To overcome these objections: the value proposition needs to be clear, the signal-to-noise high, and splintering minimized.  Exploring each:

Value proposition

I’ve come to see the core value proposition of enterprise micro-blogging to be  nothing short of connecting employees and transferring ideas throughout an organization — quickly and with low overhead. Micro-blogging is not the end-all, be-all, solution to the knowledge management “knowledge transfer” goal mantra of the last decade-plus; but it is a lower-cost, more easily adopted, self-organizing; and as, or more, effective than many tactics and technologies deployed in the name of KM over the years.

An analogy I’ve begun to use is to ask the skeptic to visualize their 100,000+ person organization having a very unique cafeteria where the entire organization can take time out to have lunch together in physical space. Then imagine, instead of just setting down with your immediate work-group day after day, you take the initiative to set at a table with employees from a different part of the organization that you don’t already know. Now further imagine that  these newly met employees, day-after-day, always magically seem to be working on similar problems and have similar interests to your own…but with some unique insight and experience that you have been lacking. Think about what value these conversations would have for the organization and the individuals involved? This is the potential for enterprise micro-blogging that I now see. The ability to discover interesting ideas and people to build on and connect with that — especially within today’s increasingly virtual organization and restricted travel budgets that eliminate that chance for face-to-face interaction.

Relative to the time it takes to keep up with micro-blogging, can you afford the personal cost to your career associated with always (metaphorically) eating at your desk alone? Can you afford NOT to make the time to tap into what is going on in the organization, the latest ideas emerging, and the opportunity to make valuable cross-border connections?

When an employee sends an email or instant message, they have defined their audience and context in advance. Sure, the email will sometimes work its way through the organization (for better or worse), but it still has a fairly limited audience and shelf-life and will soon to be regulated to being buried inside individual inboxes and not accessible to others that may benefit immediately or in the future from the ideas expressed. Its like the lunch-time conversation amongst the immediate work group, setting at the same table day after day.

Further, what is the average length of emails you receive or send? Thankfully, mine are trending towards shorter, but still something way beyond Twitter’s 140 characters is the norm. What value would short bursts of more easily digestible ideas and links have?

If you blog, how long does it take you to craft your average blog? If you’re anything like me, longer than you’d like to really admit. Its called micro-blogging for a reason after all. Short ideas and sharing, quickly written — not carefully crafted tomes.

Topically oriented discussion forums (perhaps associated with communities of practice) are step better for accessibility and longevity (closer to truly a “knowledge”-base compared to email); however, tend to be silo-ed and isolated; especially if stuck within limited access team sites.

Signal-to-noise

Let’s face it, this can be a real problem with micro-blogging. Some strategies for minimizing include:

  • Twitter or enterprise, the same holds relative to carefully selecting who you follow and being quick to unfollow. In a 100,000+ person organization it isn’t practical or desirable to Follow all.
  • (at some risk of either the previous point of creating information islands, or the  next point of splintering) If the platform supports the functionality, take advantage of groups or separate streams within the micro-blog that you pay more attention to…while still have the “general” stream.

* _Dataset content_:
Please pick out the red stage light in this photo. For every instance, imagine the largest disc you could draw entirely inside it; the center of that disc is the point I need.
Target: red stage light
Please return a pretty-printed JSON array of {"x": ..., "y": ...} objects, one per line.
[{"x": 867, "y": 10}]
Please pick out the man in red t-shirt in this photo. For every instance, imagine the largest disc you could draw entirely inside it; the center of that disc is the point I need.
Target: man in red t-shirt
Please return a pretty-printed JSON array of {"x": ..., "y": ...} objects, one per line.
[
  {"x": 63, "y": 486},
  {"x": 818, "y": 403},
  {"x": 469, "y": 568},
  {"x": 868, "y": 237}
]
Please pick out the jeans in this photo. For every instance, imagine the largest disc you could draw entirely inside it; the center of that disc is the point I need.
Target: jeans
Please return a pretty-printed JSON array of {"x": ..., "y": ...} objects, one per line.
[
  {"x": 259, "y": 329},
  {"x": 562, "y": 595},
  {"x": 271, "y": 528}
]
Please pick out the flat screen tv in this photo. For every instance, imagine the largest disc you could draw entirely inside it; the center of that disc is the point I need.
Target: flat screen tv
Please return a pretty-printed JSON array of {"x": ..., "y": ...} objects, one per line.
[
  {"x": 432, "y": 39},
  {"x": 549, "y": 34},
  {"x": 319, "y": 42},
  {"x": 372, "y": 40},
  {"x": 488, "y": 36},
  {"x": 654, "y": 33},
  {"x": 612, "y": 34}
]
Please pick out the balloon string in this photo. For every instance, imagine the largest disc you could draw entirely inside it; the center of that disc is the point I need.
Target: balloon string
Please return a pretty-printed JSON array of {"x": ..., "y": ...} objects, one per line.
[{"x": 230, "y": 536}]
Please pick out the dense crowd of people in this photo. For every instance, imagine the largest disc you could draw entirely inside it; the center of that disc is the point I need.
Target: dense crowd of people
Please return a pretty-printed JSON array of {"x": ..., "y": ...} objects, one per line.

* _What this exercise asks_:
(1) Reproduce the passage of the enterprise micro-blogging text between "Further, what is" and "access team sites.", inclusive.
(2) Carry on with the enterprise micro-blogging piece, picking up after its final sentence.

* _Response list_:
(1)
Further, what is the average length of emails you receive or send? Thankfully, mine are trending towards shorter, but still something way beyond Twitter’s 140 characters is the norm. What value would short bursts of more easily digestible ideas and links have?

If you blog, how long does it take you to craft your average blog? If you’re anything like me, longer than you’d like to really admit. Its called micro-blogging for a reason after all. Short ideas and sharing, quickly written — not carefully crafted tomes.

Topically oriented discussion forums (perhaps associated with communities of practice) are step better for accessibility and longevity (closer to truly a “knowledge”-base compared to email); however, tend to be silo-ed and isolated; especially if stuck within limited access team sites.

(2)
  • Approaching micro-blogging knowing that there will be times that you let days go by without reading the general stream — without any guilt, or effort to go back later to “catch-up”. Sometimes, just like with the cafeteria, you really are too busy to take time out to have lunch with others. With this, also being aware that others may be skipping over your own posts, so if the immediate business need really depends on consumption, better to use time-honored email.
  • Similarly, scanning and skimming is okay…and a good micro-blogging platform should make this easy. In addition to a well thought-out and sparse user interface, my own emerging opinion is that an enterprise micro-blogging platform should enforce a character limit; not as austere as Twitter’s 140, but not that far away from this either.
  • Integration with enterprise search, so value from posts can be extracted simultaneously with other relevant content types for the query, even when not Following in the moment.
  • The use of tags. Topics for a future blogs include: 1) how to gain more benefit and better new-user usability from what is accomplished with hashtags today, and 2) desirability of having one enterprise application for micro-blogging and social bookmarking within an enterprise.
  • Social norms and good lead user modeling within an organization. At least at my own organization, the signal-to-noise has been much stronger than even my carefully selected Twitter following. Without any formal policy, everyone has kept to business, all-business, all the time.  Thinking that the Twitter norms will automatically transfer into the enterprise, just because the functionality is very similar is a mistaken assumption.

Splintering

Again, a real issue, but a manageable one. Some strategies here repeating or connected to the above:

  • Enterprise search to bring all the disparate sources back together
  • To extent practical, integrating micro-blogging with other existing applications. As noted above, I see no reason to not totally merge micro-blogging with social bookmarking — once the effective use of tags is in the micro-blogging platform. Additionally, tight integration with the employee profile / social network solution is a natural. And I sense opportunities for at least loose-coupling with wikis, traditional blog format, even traditional document repositories and email.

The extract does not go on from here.